§ EXERCISE TASK 1
Swap "LED" for "lamp" in the amp repair text below, and write out the passage between "I am still kind" and "circuit is out.", inclusive, with that change made.

I am still kind of new at this so I didn't know if there was something I was missing when I was looking the circuit. The manual states that the LED colors were an indication of wether the amp was in standby mode or on. And that the amp switches from standby to on and back based on wether there is audio present.

Well I removed R19 and R20 but left R21 as your recommendation. Now the red LED lights when the amp is plugged in for a power indicator but the rest of the circuit is out.

When I first got it working I could not check the sub at high volumes. At quiet levels it sounds great. Now I had a chance to test full volume. It sounded horrible. As soon as you turn the volume up and start to push the amp, it gets this weird honk to sound and you loose the deep bass. I know this sub can't sound this bad unless something is not right. So I hooked up a function generator and sent a 30Hz sine wave into it and checked with an oscilloscope. Everything looked good through the four sections of the LM324. Then on the input of the S53 Module the sine wave got very distorted. The output was really bad, not even a sine wave anymore. Totally compresses the signal. You can also see there is clipping going on at higher levels. When I turned the volume down (almost off) the waves got better which is what I observed listening at low volumes.

§ EXERCISE TASK 2
Return every line of the records below that contains the string "logo", matching case exactly.

§ DATA PROVIDED
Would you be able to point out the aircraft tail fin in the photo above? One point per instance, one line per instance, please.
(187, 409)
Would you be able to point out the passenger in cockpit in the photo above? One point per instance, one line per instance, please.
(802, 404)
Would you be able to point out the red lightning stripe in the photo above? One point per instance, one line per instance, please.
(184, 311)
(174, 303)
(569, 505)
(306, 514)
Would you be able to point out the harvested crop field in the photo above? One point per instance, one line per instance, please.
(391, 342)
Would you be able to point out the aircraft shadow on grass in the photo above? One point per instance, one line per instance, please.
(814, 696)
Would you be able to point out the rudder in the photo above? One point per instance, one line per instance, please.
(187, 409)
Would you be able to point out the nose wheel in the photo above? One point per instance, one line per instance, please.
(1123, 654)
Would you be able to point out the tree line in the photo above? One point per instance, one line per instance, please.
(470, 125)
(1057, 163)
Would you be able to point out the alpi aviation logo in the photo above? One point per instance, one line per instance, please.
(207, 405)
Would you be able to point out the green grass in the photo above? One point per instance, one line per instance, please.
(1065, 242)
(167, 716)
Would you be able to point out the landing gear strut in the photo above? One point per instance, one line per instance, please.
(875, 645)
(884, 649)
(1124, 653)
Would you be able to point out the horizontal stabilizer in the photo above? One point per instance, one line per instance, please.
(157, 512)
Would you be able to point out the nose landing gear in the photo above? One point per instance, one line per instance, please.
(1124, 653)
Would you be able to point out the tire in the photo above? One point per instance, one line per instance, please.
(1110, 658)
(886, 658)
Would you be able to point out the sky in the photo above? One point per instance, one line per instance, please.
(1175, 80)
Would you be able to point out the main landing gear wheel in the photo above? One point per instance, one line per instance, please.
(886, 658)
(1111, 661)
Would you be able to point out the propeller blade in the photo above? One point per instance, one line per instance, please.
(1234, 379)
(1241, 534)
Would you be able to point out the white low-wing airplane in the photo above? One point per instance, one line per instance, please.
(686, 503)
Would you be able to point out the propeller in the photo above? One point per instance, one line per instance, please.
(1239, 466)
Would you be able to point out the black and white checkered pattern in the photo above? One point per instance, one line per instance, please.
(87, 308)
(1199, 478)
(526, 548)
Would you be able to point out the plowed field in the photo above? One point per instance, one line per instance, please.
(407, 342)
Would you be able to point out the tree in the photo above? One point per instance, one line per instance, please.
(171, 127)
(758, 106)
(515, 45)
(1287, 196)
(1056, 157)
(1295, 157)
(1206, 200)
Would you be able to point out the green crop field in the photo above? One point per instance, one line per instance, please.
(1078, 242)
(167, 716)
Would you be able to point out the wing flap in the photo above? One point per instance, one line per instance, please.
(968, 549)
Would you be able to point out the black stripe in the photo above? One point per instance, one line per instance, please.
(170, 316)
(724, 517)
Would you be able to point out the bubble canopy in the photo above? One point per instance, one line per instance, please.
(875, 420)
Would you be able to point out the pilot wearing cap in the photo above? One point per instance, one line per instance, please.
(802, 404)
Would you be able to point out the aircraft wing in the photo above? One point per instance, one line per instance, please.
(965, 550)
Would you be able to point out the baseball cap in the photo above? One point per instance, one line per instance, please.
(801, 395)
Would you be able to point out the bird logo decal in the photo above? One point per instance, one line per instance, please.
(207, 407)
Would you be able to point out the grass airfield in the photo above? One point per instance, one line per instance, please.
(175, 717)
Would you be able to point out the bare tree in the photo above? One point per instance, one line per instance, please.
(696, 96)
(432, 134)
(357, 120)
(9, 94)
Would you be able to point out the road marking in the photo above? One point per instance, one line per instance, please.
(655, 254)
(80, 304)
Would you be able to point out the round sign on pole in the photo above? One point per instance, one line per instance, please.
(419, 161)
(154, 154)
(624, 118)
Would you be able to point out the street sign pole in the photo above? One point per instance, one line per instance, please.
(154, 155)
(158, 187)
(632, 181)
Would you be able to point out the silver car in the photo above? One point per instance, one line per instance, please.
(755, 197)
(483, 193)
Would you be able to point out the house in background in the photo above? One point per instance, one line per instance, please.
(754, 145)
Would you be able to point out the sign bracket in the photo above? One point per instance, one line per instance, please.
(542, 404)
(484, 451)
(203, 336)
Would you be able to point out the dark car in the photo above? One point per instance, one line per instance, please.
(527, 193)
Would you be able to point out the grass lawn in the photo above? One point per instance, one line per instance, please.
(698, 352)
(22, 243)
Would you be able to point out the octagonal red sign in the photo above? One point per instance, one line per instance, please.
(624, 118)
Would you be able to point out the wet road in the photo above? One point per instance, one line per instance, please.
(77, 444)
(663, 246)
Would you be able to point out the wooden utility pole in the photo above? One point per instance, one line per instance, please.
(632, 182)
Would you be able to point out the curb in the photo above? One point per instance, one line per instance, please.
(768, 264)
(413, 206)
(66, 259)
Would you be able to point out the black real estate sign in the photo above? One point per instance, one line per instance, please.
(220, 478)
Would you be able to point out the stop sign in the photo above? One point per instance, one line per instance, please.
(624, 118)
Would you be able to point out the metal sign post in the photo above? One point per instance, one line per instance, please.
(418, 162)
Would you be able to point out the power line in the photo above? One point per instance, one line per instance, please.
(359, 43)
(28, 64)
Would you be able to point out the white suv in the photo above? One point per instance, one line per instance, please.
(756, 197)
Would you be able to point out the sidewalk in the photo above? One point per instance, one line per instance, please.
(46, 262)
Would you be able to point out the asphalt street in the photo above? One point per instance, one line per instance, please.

§ SOLUTION 1
I am still kind of new at this so I didn't know if there was something I was missing when I was looking the circuit. The manual states that the lamp colors were an indication of wether the amp was in standby mode or on. And that the amp switches from standby to on and back based on wether there is audio present.

Well I removed R19 and R20 but left R21 as your recommendation. Now the red lamp lights when the amp is plugged in for a power indicator but the rest of the circuit is out.

§ SOLUTION 2
Would you be able to point out the alpi aviation logo in the photo above? One point per instance, one line per instance, please.
Would you be able to point out the bird logo decal in the photo above? One point per instance, one line per instance, please.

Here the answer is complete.